___ STUDY TEXT
- Directed by: Kenji Yokoi
- Based on: Niji-iro no Glass by Shinobu Gotoh
- Starring: Kyousuke Hamao; Daisuke Watanabe;
- Release date: 25 April 2009 (Japan);
- Running time: 74 minutes
- Country: Japan
- Language: Japanese

= Takumi-kun Series: Niji-iro no Glass =

Takumi-kun Series: Niji-iro no Glass (タクミくんシリーズ「虹色の硝子」) is a 2009 Japanese film based on the novel of the same name by Shinobu Gotoh. The film is directed by Kenji Yokoi and stars Kyousuke Hamao as Takumi Hayama and Daisuke Watanabe as Giichi Saki.
______
___ DATA LISTING
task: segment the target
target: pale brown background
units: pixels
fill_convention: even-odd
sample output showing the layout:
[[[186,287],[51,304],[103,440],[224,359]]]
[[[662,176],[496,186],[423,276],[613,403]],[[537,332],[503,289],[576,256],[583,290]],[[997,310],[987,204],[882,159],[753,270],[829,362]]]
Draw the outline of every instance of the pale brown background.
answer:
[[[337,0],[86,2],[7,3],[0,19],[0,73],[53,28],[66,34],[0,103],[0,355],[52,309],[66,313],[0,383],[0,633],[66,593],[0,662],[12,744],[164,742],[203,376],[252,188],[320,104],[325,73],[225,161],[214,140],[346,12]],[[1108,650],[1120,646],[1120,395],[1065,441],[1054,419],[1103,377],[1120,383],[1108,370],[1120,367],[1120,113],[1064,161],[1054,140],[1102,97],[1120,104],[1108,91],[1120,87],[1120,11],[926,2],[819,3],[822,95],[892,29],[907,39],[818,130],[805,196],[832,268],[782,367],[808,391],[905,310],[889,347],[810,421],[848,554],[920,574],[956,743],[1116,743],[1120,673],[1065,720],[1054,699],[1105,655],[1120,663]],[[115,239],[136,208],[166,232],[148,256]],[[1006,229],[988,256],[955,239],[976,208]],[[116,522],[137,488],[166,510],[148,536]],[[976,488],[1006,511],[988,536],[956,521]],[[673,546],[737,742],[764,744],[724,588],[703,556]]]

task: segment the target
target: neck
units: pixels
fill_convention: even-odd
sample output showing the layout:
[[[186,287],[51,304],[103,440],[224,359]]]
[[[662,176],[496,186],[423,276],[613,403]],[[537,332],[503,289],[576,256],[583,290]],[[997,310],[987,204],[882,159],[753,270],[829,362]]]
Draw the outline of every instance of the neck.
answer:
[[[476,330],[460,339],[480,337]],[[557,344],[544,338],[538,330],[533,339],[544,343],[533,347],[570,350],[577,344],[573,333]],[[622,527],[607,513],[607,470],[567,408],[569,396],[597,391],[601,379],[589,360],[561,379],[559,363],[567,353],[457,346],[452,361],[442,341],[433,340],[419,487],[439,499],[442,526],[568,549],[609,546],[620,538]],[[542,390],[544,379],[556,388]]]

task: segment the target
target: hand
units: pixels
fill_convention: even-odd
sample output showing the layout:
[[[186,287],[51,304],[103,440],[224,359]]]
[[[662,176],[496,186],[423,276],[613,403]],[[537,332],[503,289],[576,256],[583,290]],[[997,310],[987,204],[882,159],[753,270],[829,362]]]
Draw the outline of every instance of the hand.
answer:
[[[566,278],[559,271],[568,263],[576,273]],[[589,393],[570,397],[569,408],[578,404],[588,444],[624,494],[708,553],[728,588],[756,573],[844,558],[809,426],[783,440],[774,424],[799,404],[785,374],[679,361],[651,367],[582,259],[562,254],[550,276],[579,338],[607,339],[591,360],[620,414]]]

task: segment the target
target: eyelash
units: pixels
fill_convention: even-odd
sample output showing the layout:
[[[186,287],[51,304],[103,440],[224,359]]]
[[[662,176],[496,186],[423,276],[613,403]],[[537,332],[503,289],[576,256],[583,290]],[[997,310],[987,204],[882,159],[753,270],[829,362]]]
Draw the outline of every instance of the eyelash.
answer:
______
_TO DO:_ Extract the passage from the film text word for word, starting at "Takumi-kun Series: Niji-iro no Glass (タクミくんシリーズ「虹色の硝子」)" and ending at "as Giichi Saki.". The rows are unrelated to what you are asked to do here.

_RESULT FOR THIS TASK:_
Takumi-kun Series: Niji-iro no Glass (タクミくんシリーズ「虹色の硝子」) is a 2009 Japanese film based on the novel of the same name by Shinobu Gotoh. The film is directed by Kenji Yokoi and stars Kyousuke Hamao as Takumi Hayama and Daisuke Watanabe as Giichi Saki.